:: DETALLES DE LA TAREA ::
Reúne todas las líneas de los datos de abajo que contienen la palabra "green" y cópialas sin cambios.
──────── DATOS DE ENTRADA
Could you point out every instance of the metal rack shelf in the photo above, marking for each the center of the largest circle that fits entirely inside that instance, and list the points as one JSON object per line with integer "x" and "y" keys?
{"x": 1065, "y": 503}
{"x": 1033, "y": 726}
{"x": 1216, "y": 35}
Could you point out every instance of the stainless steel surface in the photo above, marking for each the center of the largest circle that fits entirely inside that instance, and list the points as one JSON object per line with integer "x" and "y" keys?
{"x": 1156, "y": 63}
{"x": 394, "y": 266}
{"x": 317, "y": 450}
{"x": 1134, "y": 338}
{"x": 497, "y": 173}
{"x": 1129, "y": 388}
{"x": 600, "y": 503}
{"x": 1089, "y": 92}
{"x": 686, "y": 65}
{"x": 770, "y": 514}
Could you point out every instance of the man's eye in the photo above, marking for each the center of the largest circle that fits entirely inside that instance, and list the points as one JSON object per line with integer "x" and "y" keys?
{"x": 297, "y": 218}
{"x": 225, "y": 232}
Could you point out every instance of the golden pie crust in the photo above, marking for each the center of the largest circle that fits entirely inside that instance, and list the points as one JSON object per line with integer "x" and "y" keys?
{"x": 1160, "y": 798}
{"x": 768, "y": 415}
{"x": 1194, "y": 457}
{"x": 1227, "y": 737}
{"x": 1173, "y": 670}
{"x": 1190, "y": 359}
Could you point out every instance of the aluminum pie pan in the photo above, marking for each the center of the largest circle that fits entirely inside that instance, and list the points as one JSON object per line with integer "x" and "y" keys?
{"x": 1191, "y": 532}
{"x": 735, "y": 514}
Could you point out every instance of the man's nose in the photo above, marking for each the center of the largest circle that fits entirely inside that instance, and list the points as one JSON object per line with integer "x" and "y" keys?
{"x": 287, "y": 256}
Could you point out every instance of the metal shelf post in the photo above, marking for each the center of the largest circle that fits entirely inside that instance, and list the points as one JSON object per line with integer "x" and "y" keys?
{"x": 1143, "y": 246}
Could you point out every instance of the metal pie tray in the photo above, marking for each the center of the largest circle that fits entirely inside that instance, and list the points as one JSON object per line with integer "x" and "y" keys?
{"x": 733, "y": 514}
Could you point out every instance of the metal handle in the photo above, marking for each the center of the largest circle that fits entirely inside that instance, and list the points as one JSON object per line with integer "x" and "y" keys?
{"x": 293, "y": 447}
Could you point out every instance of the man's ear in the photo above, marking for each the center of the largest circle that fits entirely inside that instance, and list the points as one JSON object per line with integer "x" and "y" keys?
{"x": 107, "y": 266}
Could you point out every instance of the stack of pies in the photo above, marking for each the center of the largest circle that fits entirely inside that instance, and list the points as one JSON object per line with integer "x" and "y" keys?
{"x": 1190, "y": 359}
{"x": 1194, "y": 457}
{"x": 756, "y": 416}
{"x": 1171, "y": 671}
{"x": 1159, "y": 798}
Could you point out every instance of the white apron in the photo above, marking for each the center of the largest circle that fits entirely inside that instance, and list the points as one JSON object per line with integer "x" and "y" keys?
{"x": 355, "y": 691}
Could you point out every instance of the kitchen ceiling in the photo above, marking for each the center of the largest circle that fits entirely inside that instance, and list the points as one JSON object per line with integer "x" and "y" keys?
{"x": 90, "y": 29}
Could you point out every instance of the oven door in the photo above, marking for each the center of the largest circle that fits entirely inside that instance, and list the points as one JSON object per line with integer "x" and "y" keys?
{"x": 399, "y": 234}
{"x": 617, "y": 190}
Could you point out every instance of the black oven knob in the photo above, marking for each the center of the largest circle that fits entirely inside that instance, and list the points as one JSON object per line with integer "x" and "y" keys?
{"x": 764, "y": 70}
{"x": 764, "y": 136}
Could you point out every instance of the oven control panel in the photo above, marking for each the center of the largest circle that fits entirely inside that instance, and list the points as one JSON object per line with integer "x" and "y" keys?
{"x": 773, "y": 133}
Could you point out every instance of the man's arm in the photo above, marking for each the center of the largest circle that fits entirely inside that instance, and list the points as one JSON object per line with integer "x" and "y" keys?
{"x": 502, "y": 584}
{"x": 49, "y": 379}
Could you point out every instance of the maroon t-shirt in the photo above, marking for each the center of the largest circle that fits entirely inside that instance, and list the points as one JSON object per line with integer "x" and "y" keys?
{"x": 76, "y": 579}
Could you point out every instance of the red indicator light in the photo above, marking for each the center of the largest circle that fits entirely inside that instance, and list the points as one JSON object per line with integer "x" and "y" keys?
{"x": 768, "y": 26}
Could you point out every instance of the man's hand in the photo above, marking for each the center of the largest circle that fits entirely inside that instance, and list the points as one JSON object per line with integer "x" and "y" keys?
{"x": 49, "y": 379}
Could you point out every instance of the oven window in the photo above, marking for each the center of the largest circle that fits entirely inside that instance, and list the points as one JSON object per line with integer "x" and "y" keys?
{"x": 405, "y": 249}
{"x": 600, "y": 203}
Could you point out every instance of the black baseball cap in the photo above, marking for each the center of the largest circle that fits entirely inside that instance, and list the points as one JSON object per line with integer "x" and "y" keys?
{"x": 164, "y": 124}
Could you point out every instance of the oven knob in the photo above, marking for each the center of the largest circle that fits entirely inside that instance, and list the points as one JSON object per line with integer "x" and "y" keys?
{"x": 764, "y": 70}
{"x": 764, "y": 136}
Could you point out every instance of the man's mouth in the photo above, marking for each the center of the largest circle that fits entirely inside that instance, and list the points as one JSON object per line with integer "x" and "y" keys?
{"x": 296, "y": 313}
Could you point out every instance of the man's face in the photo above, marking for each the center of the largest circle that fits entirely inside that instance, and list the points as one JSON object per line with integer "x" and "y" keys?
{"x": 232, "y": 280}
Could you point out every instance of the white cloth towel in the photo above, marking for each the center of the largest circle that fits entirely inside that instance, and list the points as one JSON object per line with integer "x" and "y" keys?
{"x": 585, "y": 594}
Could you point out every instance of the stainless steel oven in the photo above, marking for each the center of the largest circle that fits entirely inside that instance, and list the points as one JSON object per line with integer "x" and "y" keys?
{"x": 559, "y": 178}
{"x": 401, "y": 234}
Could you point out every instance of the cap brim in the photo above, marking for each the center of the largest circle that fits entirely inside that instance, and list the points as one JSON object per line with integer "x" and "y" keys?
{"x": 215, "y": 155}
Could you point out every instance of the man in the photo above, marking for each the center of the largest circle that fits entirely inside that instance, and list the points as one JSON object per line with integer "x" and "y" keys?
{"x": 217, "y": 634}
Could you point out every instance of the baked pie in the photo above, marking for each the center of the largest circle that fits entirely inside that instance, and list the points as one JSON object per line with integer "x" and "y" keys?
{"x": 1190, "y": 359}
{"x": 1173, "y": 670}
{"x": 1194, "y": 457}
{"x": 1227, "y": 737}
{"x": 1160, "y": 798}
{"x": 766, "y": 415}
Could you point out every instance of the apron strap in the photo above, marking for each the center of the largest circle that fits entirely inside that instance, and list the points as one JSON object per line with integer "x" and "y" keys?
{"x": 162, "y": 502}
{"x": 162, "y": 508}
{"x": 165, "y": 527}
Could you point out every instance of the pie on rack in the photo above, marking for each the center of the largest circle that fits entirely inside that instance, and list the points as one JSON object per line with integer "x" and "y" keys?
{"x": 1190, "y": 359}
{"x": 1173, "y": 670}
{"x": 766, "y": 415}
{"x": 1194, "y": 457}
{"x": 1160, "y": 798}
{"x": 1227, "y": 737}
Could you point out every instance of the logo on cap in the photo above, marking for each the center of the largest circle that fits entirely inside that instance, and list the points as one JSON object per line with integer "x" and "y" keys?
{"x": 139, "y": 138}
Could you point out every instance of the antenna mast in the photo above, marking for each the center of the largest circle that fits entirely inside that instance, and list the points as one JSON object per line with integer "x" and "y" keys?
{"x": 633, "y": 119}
────────────────
──────── DATOS DE ENTRADA
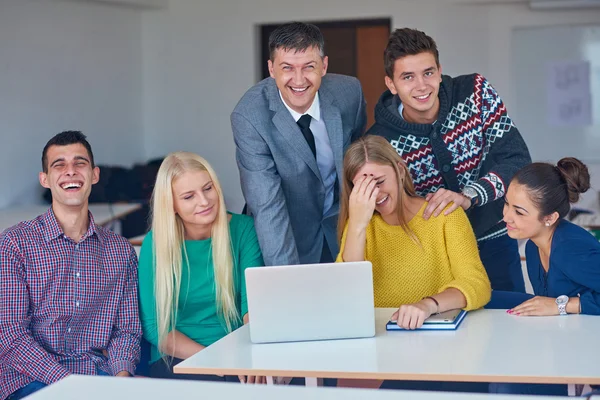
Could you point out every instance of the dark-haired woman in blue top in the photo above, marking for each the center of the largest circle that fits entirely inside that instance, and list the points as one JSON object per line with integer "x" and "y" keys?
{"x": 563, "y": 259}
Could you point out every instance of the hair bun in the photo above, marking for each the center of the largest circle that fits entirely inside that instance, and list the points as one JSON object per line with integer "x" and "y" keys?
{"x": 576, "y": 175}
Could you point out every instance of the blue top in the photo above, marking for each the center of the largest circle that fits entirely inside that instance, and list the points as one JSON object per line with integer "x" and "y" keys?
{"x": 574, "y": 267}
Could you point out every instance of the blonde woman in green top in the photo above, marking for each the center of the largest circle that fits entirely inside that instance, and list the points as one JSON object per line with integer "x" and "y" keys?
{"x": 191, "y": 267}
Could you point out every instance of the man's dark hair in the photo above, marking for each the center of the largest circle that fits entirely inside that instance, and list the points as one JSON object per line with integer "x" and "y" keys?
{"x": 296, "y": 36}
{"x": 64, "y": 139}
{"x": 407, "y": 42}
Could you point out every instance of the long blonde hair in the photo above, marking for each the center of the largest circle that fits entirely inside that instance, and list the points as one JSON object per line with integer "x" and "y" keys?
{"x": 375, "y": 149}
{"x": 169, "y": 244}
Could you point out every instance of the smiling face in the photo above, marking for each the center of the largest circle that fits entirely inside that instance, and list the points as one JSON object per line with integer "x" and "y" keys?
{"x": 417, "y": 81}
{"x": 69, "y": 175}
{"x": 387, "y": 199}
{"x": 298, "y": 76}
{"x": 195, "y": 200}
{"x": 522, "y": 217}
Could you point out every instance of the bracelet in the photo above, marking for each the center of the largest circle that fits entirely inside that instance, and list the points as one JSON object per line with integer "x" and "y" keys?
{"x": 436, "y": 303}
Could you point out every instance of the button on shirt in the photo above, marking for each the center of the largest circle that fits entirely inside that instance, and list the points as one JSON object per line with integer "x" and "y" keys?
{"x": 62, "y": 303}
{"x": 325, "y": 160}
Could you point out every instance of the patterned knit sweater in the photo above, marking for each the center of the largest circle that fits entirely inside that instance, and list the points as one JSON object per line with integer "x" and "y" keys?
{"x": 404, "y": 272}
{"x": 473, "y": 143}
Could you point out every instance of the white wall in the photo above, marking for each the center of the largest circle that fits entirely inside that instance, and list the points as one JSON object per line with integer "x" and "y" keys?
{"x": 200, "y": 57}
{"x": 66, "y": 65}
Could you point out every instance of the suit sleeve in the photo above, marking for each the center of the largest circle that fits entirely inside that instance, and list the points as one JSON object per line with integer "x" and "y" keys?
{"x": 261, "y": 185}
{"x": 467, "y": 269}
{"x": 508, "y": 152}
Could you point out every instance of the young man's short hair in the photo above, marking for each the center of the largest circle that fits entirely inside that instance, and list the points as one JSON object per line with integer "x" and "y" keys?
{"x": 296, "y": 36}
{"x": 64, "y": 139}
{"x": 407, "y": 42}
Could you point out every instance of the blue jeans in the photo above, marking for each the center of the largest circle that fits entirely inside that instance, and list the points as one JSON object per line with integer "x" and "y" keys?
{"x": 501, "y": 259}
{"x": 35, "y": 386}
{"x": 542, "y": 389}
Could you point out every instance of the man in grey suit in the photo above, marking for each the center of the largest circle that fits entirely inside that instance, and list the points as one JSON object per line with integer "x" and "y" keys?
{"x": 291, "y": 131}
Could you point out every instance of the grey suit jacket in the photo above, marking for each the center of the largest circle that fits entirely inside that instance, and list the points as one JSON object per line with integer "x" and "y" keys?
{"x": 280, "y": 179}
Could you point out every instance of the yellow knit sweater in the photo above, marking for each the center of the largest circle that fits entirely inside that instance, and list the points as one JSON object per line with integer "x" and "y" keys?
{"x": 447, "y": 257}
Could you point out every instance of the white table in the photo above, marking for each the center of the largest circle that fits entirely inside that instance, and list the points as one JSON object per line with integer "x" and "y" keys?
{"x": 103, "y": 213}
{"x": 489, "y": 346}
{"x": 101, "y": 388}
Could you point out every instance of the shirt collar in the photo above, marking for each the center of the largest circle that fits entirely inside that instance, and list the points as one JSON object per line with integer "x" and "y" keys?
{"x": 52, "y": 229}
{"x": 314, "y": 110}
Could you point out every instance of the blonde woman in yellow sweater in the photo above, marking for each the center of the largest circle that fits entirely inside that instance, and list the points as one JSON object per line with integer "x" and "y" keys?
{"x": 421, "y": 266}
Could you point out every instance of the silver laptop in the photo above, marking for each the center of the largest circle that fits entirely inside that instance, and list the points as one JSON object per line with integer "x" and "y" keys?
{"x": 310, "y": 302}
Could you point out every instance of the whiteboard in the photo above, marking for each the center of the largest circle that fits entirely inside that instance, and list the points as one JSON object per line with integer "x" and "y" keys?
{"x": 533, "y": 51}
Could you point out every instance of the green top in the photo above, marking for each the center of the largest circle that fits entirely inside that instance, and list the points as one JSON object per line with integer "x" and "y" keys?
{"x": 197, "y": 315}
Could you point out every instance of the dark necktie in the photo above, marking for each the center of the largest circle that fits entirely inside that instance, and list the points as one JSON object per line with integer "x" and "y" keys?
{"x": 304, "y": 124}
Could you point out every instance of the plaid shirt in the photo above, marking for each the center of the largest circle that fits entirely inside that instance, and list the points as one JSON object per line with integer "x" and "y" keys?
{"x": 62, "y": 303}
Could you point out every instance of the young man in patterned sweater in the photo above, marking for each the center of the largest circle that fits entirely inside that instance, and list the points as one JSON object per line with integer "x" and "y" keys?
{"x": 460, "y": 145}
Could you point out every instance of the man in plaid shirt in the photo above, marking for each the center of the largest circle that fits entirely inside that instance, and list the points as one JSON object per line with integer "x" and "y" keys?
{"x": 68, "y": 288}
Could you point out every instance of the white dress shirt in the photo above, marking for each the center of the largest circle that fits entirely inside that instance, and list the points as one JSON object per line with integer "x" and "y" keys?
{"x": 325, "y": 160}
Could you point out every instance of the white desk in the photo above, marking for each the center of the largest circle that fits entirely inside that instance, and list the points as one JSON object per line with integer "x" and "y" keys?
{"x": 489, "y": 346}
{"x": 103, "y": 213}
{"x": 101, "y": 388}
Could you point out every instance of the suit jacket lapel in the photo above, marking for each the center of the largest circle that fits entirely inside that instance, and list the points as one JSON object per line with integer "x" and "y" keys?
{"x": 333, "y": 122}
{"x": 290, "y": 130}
────────────────
:: RESPUESTA CORRECTA ::
Could you point out every instance of the blonde woman in green top in the photo above, marking for each the center of the largest circle that fits entirely inside that instance, and list the points as one JSON object per line with integer "x" and "y" keys?
Could you point out every instance of the green top in the photo above, marking for each the center of the largest circle that fits entirely inside that instance, and list the points as one JSON object per line with integer "x" and "y" keys?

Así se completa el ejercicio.